▸ **Challenge 1**
From the text about monsoon travel in Meghalaya, reproduce word for word the passage that begins at the words "The Phone Call" and stops after the words "Consider yourself told.".
▸ **Challenge 2**
Rewrite the lines of the listing as a numbered list, leaving out blank lines. Begin at the line that has "Mark each instance of the bare" and stop after the final line of the listing.

▸ **Document text**
Begin

The Phone Call I Get Every June
"We're thinking of cancelling. Everyone says Meghalaya in July is a mistake."
I get some version of this call every single June. Last year it was a young couple from Pune — flights booked, then a colleague told them the rains would "ruin everything." They almost paid the cancellation fee.
Instead, they came. On their second evening I got a photo on WhatsApp: the two of them at Mawkdok valley, drenched, grinning like children, a river of cloud pouring through the gorge behind them. Under it, one line: *"Why does nobody tell people THIS is what monsoon looks like?"*
That message is this article. Consider yourself told.
The Season the Postcards Are Actually From
Here's the open secret of Meghalaya tourism: every photo that made you want to come here — the thundering waterfalls, the mist swallowing whole valleys, hills so green they look painted — was shot in the rain. That's not the state's everyday face. That's monsoon Meghalaya, June to September, the season the guidebooks tell you to avoid.

End

▸ **Dataset entries**
Begin

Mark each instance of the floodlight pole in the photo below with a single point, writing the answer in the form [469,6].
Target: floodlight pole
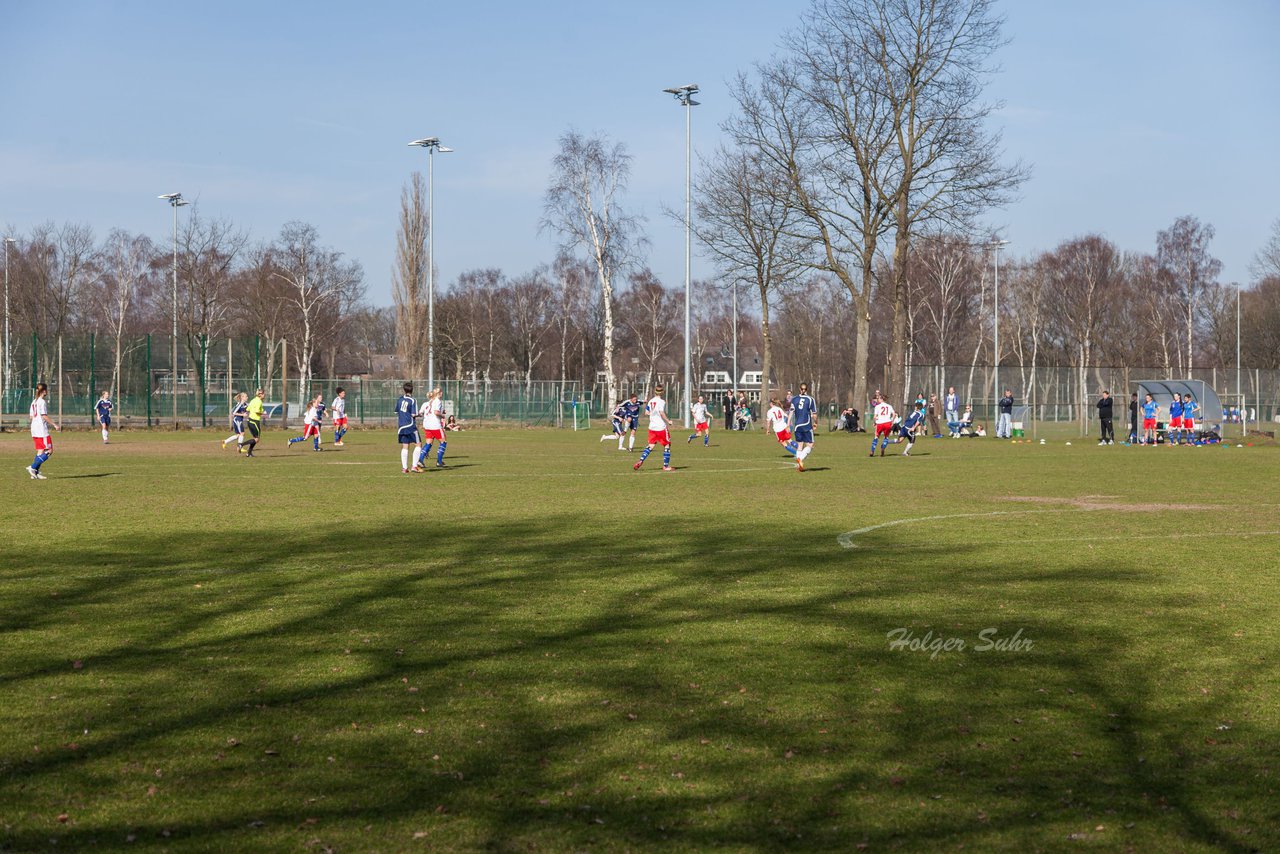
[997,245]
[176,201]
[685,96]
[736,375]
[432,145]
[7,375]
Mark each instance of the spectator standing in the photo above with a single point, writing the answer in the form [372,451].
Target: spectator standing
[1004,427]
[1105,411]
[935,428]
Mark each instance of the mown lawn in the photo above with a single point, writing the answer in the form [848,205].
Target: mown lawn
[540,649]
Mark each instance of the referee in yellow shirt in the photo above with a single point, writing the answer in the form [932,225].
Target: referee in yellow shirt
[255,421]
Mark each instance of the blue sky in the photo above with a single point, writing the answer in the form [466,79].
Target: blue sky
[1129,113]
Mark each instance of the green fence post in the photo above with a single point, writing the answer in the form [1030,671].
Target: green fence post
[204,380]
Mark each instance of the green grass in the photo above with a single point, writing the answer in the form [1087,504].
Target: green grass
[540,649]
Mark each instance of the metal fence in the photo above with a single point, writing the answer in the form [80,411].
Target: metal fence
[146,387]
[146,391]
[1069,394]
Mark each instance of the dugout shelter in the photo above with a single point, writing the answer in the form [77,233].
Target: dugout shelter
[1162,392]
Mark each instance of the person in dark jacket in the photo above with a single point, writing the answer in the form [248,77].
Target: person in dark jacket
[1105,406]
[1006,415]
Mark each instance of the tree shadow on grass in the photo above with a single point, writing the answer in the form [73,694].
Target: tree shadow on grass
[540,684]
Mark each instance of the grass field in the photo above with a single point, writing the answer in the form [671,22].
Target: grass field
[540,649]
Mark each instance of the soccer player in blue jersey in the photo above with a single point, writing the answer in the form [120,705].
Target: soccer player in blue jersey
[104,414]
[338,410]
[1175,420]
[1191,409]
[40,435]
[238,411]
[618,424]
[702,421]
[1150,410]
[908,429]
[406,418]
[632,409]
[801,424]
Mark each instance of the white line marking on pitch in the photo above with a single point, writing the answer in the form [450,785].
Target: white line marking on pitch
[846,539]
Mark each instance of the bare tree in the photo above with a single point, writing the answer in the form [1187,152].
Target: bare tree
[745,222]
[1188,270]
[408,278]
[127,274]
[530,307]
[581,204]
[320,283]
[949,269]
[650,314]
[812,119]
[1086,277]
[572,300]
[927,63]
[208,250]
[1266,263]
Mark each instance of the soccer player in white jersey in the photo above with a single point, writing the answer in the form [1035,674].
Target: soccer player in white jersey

End

▸ **Expected output 1**
The Phone Call I Get Every June
"We're thinking of cancelling. Everyone says Meghalaya in July is a mistake."
I get some version of this call every single June. Last year it was a young couple from Pune — flights booked, then a colleague told them the rains would "ruin everything." They almost paid the cancellation fee.
Instead, they came. On their second evening I got a photo on WhatsApp: the two of them at Mawkdok valley, drenched, grinning like children, a river of cloud pouring through the gorge behind them. Under it, one line: *"Why does nobody tell people THIS is what monsoon looks like?"*
That message is this article. Consider yourself told.

▸ **Expected output 2**
1. Mark each instance of the bare tree in the photo above with a single point, writing the answer in the form [1187,152].
2. Target: bare tree
3. [745,222]
4. [1188,270]
5. [408,278]
6. [127,274]
7. [530,307]
8. [581,204]
9. [320,283]
10. [949,269]
11. [650,314]
12. [812,119]
13. [1086,277]
14. [572,300]
15. [927,63]
16. [208,250]
17. [1266,263]
18. Mark each instance of the soccer player in white jersey in the photo above with a single point, writing the answer in the form [1035,674].
19. Target: soccer player in white jersey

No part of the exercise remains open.